Given text.
--------------------------------

Failed deliveries retry up to 3 times (Webhook::Message::MAX_RETRIES). Frame considers a delivery failed if your endpoint returns a non-2xx response or times out.

The retry schedule is Sidekiq's default exponential backoff. After 3 attempts the message is marked permanently failed; Frame doesn't keep retrying indefinitely.

Implication for handlers: your endpoint will sometimes see the same event twice. Dedupe on event.id (see idempotency — webhook handlers).

Implication for ops: if your endpoint goes down for an extended outage, you'll lose events. There's no infinite-retry queue; once an event blows through its 3 retries, it's gone. For critical events, consider polling the relevant list endpoint after recovery to backfill.

Webhook handler reliability patterns

The handler-side patterns that consistently work:

  • Respond fast. Acknowledge with a 2xx response in under a few seconds; queue the actual work for async processing. Frame's delivery timeout is short; slow handlers get marked failed even when the work eventually succeeds.
  • Dedupe by event ID. Multiple deliveries of the same event will land; track which IDs you've processed.
  • Verify signatures every time. Unsigned-but-accepted is a security hole; an attacker who guesses your endpoint URL can post arbitrary payloads.
  • Persist before processing. Write the event to your DB (keyed by event.id) inside the transaction that applies the business logic; the dedup-check and the side-effect happen atomically.
  • Log everything. Webhook handlers are async + remote; without good logs, debugging a missed event is brutal.

Listing your endpoints

curl --request GET \
  --url https://api.framepayments.com/v1/webhook_endpoints \
  --header "Authorization: Bearer $FRAME_SECRET_KEY"

Returns the merchant's configured endpoints with their URLs, subscribed event codes, and status. Useful for an "are my webhooks set up correctly" smoke test in your deployment pipeline; the integration page covers create / update / delete / rotate_secret in depth.

Testing webhooks

Frame's dashboard has a "send test event" feature — pick an event code, target endpoint, and Frame fires a synthetic payload your handler can react to. Useful for verifying signature validation and routing logic before real events flow.

For local development, point an endpoint at a tunnel (ngrok, Cloudflare Tunnel) into your dev machine. Test mode uses sandbox-specific endpoints, so production traffic isn't affected.

--------------------------------

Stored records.

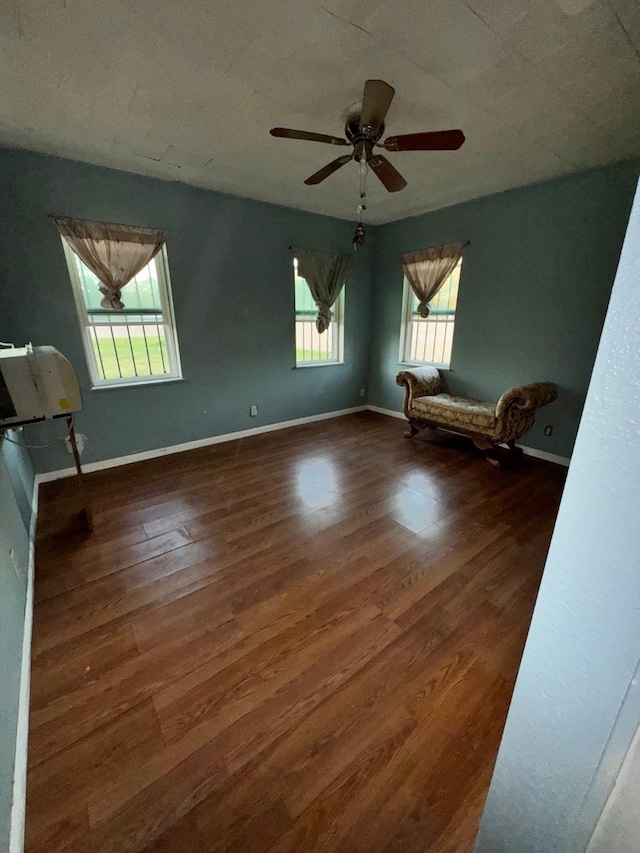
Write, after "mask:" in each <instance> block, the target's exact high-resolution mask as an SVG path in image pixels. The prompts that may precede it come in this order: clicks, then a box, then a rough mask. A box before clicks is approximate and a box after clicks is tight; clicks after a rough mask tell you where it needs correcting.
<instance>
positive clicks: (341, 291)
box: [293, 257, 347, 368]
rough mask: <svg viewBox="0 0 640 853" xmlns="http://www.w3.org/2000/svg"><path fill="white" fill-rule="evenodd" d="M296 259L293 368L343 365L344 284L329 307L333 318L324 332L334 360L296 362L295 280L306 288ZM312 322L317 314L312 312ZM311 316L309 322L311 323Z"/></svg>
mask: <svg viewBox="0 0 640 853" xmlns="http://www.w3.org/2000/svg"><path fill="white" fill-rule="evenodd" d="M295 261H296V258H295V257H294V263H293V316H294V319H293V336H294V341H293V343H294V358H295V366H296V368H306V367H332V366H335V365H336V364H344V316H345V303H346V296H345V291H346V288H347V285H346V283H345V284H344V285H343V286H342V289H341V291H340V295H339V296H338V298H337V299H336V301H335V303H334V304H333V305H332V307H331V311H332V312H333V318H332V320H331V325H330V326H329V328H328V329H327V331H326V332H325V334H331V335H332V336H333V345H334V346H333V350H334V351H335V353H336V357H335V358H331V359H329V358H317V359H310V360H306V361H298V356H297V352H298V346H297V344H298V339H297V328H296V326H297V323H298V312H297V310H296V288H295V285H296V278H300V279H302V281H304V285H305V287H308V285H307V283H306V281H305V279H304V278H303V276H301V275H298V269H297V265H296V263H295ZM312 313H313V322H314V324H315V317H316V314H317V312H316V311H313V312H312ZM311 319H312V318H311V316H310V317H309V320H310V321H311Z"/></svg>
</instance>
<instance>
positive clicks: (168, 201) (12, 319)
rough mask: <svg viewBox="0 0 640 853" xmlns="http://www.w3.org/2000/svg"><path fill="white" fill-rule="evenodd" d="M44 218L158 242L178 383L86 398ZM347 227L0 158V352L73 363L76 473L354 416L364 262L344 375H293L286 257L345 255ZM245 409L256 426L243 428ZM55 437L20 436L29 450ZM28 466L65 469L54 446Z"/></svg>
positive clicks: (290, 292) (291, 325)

--------------------------------

Task instructions. Edit the part of the webhook text starting with "Testing webhooks" and going on through "traffic isn't affected.", replacing "dashboard" with "console". Nothing in the listing is needed here.

Solution to the problem.
Testing webhooks

Frame's console has a "send test event" feature — pick an event code, target endpoint, and Frame fires a synthetic payload your handler can react to. Useful for verifying signature validation and routing logic before real events flow.

For local development, point an endpoint at a tunnel (ngrok, Cloudflare Tunnel) into your dev machine. Test mode uses sandbox-specific endpoints, so production traffic isn't affected.